::: Dataset entries

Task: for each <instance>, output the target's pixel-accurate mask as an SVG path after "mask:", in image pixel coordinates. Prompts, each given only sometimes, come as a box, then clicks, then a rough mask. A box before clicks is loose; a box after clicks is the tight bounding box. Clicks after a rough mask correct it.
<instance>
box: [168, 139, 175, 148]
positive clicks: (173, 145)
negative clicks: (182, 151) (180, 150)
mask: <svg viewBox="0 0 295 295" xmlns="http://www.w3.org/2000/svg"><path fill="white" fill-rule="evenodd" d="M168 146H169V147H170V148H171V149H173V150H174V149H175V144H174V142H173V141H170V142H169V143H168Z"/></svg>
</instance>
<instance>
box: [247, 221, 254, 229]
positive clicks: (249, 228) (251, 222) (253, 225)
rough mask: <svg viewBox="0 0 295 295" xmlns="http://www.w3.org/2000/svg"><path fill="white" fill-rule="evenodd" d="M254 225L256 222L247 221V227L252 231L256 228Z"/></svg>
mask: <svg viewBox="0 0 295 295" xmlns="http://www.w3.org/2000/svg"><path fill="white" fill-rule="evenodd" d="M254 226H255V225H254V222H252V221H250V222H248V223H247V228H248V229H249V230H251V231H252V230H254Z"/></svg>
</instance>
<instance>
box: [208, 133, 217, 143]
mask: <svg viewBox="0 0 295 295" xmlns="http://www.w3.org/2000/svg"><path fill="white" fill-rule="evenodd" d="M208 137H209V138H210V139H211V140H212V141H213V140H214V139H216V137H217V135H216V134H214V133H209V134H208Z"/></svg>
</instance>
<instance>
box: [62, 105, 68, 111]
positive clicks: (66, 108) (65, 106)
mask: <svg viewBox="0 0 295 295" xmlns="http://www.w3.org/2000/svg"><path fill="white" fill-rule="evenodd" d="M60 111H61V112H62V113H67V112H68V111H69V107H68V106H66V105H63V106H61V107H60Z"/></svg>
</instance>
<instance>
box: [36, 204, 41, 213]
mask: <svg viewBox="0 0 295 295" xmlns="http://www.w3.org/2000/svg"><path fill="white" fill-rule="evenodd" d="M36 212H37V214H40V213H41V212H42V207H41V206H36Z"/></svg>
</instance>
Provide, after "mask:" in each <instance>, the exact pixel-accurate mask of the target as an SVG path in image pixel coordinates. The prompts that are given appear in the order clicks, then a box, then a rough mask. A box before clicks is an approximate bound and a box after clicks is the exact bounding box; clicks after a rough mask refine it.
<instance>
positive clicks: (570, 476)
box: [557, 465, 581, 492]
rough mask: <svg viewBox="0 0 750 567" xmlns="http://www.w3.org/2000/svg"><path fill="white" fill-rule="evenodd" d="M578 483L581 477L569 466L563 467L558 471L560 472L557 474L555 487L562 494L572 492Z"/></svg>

::::::

:: Activity ::
Repeat the data verbatim.

:: Output for this exercise ::
Task: for each <instance>, output the target's pixel-accurate mask as an SVG path after "mask:", in image pixel coordinates. Prompts, each given only sometimes, come as a box, then clicks, then a rough mask. A box before clicks is loose; a box after clicks is the tight bounding box. Clicks after a rough mask correct it.
<instance>
box: [168, 139, 175, 148]
positive clicks: (173, 145)
negative clicks: (182, 151) (180, 150)
mask: <svg viewBox="0 0 295 295" xmlns="http://www.w3.org/2000/svg"><path fill="white" fill-rule="evenodd" d="M168 146H169V147H170V148H171V149H173V150H174V149H175V144H174V142H173V141H170V142H169V143H168Z"/></svg>
</instance>
<instance>
box: [247, 221, 254, 229]
positive clicks: (249, 228) (251, 222) (253, 225)
rough mask: <svg viewBox="0 0 295 295" xmlns="http://www.w3.org/2000/svg"><path fill="white" fill-rule="evenodd" d="M254 225L256 222L247 221V227L252 231L256 228Z"/></svg>
mask: <svg viewBox="0 0 295 295" xmlns="http://www.w3.org/2000/svg"><path fill="white" fill-rule="evenodd" d="M254 226H255V225H254V222H252V221H250V222H248V223H247V228H248V229H249V230H251V231H252V230H254Z"/></svg>
</instance>
<instance>
box: [208, 133, 217, 143]
mask: <svg viewBox="0 0 295 295" xmlns="http://www.w3.org/2000/svg"><path fill="white" fill-rule="evenodd" d="M208 137H209V138H210V139H211V140H212V141H213V140H214V139H216V137H217V135H216V134H214V133H209V134H208Z"/></svg>
</instance>
<instance>
box: [62, 105, 68, 111]
positive clicks: (66, 108) (65, 106)
mask: <svg viewBox="0 0 295 295" xmlns="http://www.w3.org/2000/svg"><path fill="white" fill-rule="evenodd" d="M60 111H61V112H62V113H67V112H68V111H69V107H68V106H66V105H63V106H61V107H60Z"/></svg>
</instance>
<instance>
box: [36, 204, 41, 213]
mask: <svg viewBox="0 0 295 295" xmlns="http://www.w3.org/2000/svg"><path fill="white" fill-rule="evenodd" d="M36 212H37V214H40V213H41V212H42V207H41V206H36Z"/></svg>
</instance>
Provide, after "mask:" in each <instance>, the exact pixel-accurate mask of the target as an SVG path in image pixel coordinates. The prompts that are given appear in the order clicks, then a box, then a rough mask. A box before clicks is an approximate bound and a box after clicks is the exact bounding box; clicks after a rough mask refine it.
<instance>
positive clicks: (570, 476)
box: [557, 465, 581, 492]
rough mask: <svg viewBox="0 0 750 567" xmlns="http://www.w3.org/2000/svg"><path fill="white" fill-rule="evenodd" d="M578 483L581 477L569 466L563 467L558 471L560 472L557 474L555 487L562 494L572 492Z"/></svg>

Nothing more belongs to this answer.